## THE PROBLEM
Anywhere the string "white" shows up in the listing below, copy the line it is in.

EXCERPTED RECORDS Start Marker

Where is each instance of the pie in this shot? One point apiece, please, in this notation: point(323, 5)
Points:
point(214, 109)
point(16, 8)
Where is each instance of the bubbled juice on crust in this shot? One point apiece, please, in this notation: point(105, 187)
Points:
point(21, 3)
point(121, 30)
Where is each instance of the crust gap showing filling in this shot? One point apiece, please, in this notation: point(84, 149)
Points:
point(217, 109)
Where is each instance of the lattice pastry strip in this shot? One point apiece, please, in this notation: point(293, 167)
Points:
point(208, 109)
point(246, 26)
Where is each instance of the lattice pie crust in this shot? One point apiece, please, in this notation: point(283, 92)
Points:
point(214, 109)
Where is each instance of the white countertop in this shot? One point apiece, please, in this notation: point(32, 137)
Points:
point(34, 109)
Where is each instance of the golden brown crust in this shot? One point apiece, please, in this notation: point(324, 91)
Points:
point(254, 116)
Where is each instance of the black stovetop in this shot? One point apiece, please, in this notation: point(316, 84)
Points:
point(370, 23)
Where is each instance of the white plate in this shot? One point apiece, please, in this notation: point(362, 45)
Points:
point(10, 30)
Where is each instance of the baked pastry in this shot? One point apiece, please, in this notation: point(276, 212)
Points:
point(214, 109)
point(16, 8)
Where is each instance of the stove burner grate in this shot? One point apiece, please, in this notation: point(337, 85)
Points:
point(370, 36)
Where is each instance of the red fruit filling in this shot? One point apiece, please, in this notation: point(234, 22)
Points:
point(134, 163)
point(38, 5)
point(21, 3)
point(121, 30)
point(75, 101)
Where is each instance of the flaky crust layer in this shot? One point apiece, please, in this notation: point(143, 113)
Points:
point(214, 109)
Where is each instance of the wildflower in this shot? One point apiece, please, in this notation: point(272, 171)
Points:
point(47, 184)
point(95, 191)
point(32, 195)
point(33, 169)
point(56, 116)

EXCERPTED RECORDS End Marker

## OUTPUT
Where is each instance of the white countertop in this shot? One point apiece, please, in this notation: point(32, 137)
Where is each instance of the white plate in this shot? One point apiece, please, in this notation: point(362, 45)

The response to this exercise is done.